CRIMINAL LAW - Practice and Procedure - Trial - Application to changes plea to lesser offence - application made at end of prosecutrix’s evidence in - Chief - whether appropriate - application refused.
Case Cited
R v Suka Ula (NO 2) [1975] PNGLR 127
Counsel
D Mark for the State
J Ulge for the Accused
INTERLOCUTORY RULING
20 May 1997
BATARI AJ: Upon arraignment this morning on one count of rape, the accused pleaded not guilty. The prosecutrix has completed her evidence in chief and was to be cross-examined. His lawyer however applied to change his client’s plea to that of plea of guilty to the lesser charge of attempted rape, following a brief adjournment. State Counsel conceded the application and proposed an amendment to the indictment by adding the word “attempt” before the word “rape”.
In Archibald, 43rd ed. at para 4-121 the learned author states the practice in the United Kingdom to be this:
“A plea of Not Guilty may, by leave of the judge, be withdrawn during the trial, and a plea of Guilty substituted.” (emphasis mine).

SET EXERCISE A
Do the following statements agree with the interlocutory ruling on the change of plea? For each, answer yes or no and quote the words of the ruling that decide it. (i) The accused pleaded guilty upon arraignment. (ii) State Counsel opposed the application to change the plea. (iii) The application came before the prosecutrix was cross-examined.
SET EXERCISE B
Continue the interlocutory ruling on the change of plea, starting after the passage quoted from Archibald.

AVAILABLE DATA
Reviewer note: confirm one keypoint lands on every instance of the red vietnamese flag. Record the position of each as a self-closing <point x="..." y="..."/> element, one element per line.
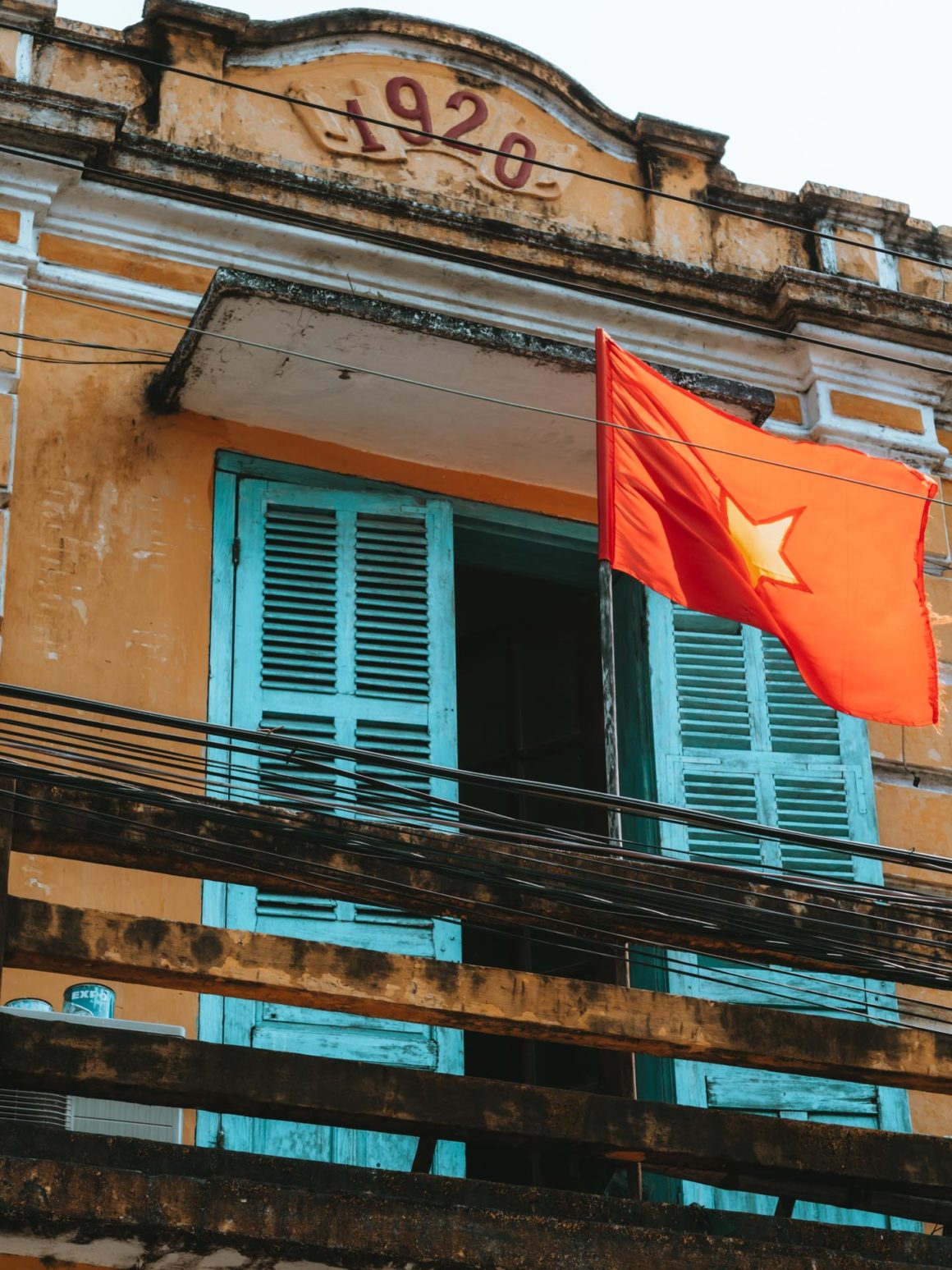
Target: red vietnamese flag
<point x="720" y="516"/>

REPLY A
(i) No: "the accused pleaded not guilty."
(ii) No: "State Counsel conceded the application and proposed an amendment to the indictment by adding the word “attempt” before the word “rape”."
(iii) Yes: "The prosecutrix has completed her evidence in chief and was to be cross-examined."

REPLY B
In R v Suk Ula (No 2) [1975] PNGLR 127 His Honour, Prentice, SPJ considered and applied this statement of law as the appropriate practice to follow in this jurisdiction. I adopt the learned judge’s view and follow it in this case. However, if a plea of guilty were entered at this stage, the question arises as to whether cross-examination of the witness/prosecutrix should nevertheless, continue. It was held in Suk Ula’s case that, once a witness is called, he may not be withdrawn as a witness until cross-examination is concluded. This is the common law rule which also applies in Papua New Guinea.
The issue is however, not as simple as it might seem. In this case, the accused has decided to plead guilty, not to the count on the indictment, but to the alternate lesser charge of attempted rape. He has decided to take this course and has inferentially waived his right not to test the prosecutrix’s case. In the light of the evidence adduced, I ask myself whether it is fair that having heard the evidence the prosecutrix should not be tested on her evidence in chief. I do not think the Court should allow this, now that the evidence is before it and particularly where the prosecutrix in my view, has shown a prima facie case on the charge on the indictment.
The Court should not be deprived now of such assistance as it should get from the cross-examination of the prosecutrix to establish either the innocence or guilt of the accused on the offence charged on the indictment.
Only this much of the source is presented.